=== Requirement 1 ===
Reproduce the passage of the cat fostering thread from "Hi @chillminx" to "for general advice.".
=== Requirement 2 ===
According to the cat fostering thread, how far is Campbeltown from the nearest rescue centers?

=== Supplied text ===
:::::

# Looking to help and foster in Scotland ( west coast )



## Eilidh (Oct 2, 2017)

Hi everyone 

I'm new to the forum and think that this would be a great way of getting advice and support for the issue we have here in the Kintyre area. There is not enough foster homes, so many strays who go on to having more and more kittens. It breaks my heart, I would like to try and start some kind of support network with like minded people.
Our local cat rescue guy is really nice but so overwhelmed. I know so many cats who need a safe place to stay. I'm willing to foster myself and set up as I've said some kind of system. Any advice would be great. I even walk about with food as I've seen a group of kittens and a few older cats skulking about, I leave food for them, but it would be so much more productive to Trap, Neuter and return but if possible with the ones who are tame or young kittens get them socialised and into loving homes. So many are overlooked.

Thanks in advance. 

Peace 

Eilidh


----------



## chillminx (Nov 22, 2010)

Hi @Eilidh and welcome 

If you are not an experienced foster carer it would probably be wisest to start by offering your services to one of the Cat Rescue Charities that does fostering. That way you would have the practical, financial and moral support of an established organisation. This is very important when you are new to Rescue, as there is so much to learn, and many potential pitfalls.

Nothing to prevent you starting your own Rescue later on. 

Maybe contact some Rescues near you,

https://www.catchat.org/index.php/cat-rescue-centres-strathclyde-scotland

https://www.catchat.org/index.php/cat-rescue-centres-central-scotland


----------



## Eilidh (Oct 2, 2017)

chillminx said:


> Hi @Eilidh and welcome
> 
> If you are not an experienced foster carer it would probably be wisest to start by offering your services to one of the Cat Rescue Charities that does fostering. That way you would have the practical, financial and moral support of an established organisation. This is very important when you are new to Rescue, as there is so much to learn, and many potential pitfalls.
> 
> ...


Hi @chillminx

Thank you so much for your reply. It makes more sense to test the waters before jumping in head first and failing. I stay in Campbeltown which is a four hour drive from the nearest ones. I'm going to contact the local guy who does work and have a talk with him and offer myself for any purpose they need.

It's been a dream, of mine to change the system a wee bit down here as I said so many are overlooked. I've also shared this to my fb page and recived many ideas and inspiration. I'm also going to contact the centre you provided in the link and just ask for general advice.

Thanks again for your help, advice and, sound support.

Eilidh ✌


----------



## Eilidh (Oct 2, 2017)

@chillminx, I meant to say thanks for your support and sound advice! Lol. My head is minced the day 
peace ✌


----------



## chillminx (Nov 22, 2010)

You are very welcome @Eilidh. I am sure you will be able to make a big difference in cat rescue, especially where it is most needed. 

I wish you well


----------



## Eilidh (Oct 2, 2017)

Thank you @chillminx, that really means a lot.

Eilidh ✌


----------

:::::

=== Given records ===
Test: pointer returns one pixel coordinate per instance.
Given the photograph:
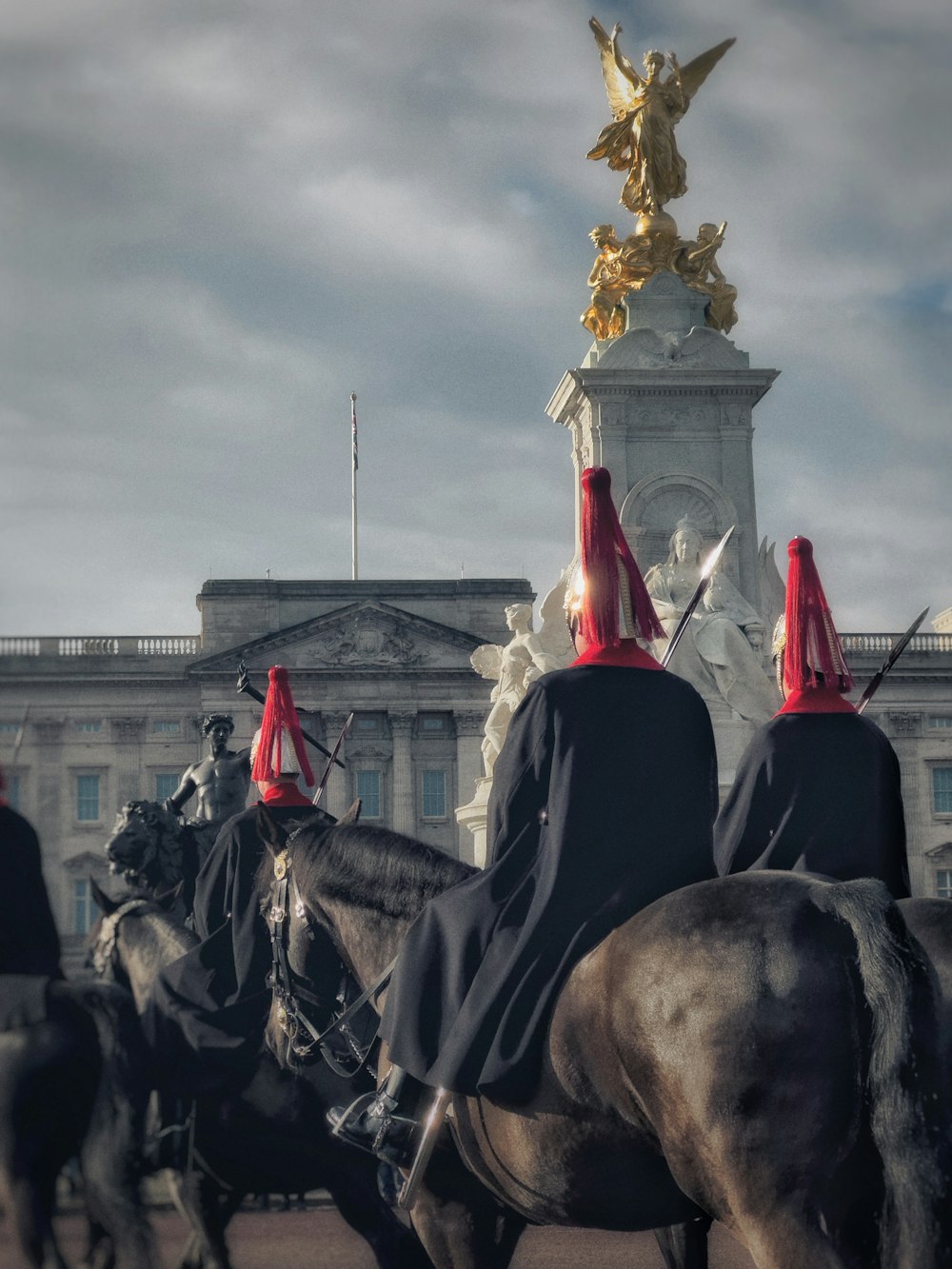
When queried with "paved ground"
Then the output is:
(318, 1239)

:::::

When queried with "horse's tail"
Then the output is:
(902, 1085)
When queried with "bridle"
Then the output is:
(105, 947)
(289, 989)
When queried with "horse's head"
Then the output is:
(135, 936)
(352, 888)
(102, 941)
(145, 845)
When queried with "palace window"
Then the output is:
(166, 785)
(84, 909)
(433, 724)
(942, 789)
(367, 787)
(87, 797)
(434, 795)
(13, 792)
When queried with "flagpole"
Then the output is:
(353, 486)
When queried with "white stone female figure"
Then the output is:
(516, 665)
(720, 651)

:::::

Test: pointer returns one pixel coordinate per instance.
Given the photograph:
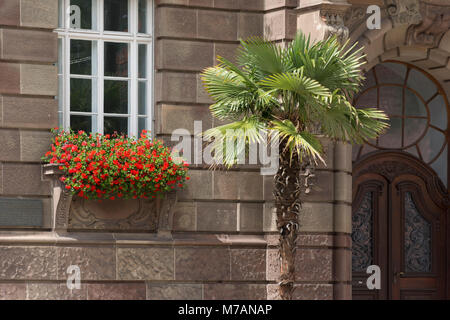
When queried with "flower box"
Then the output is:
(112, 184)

:::::

=== Full solution 1 ===
Hi @chillminx

Thank you so much for your reply. It makes more sense to test the waters before jumping in head first and failing. I stay in Campbeltown which is a four hour drive from the nearest ones. I'm going to contact the local guy who does work and have a talk with him and offer myself for any purpose they need.

It's been a dream, of mine to change the system a wee bit down here as I said so many are overlooked. I've also shared this to my fb page and recived many ideas and inspiration. I'm also going to contact the centre you provided in the link and just ask for general advice.

=== Full solution 2 ===
A four-hour drive.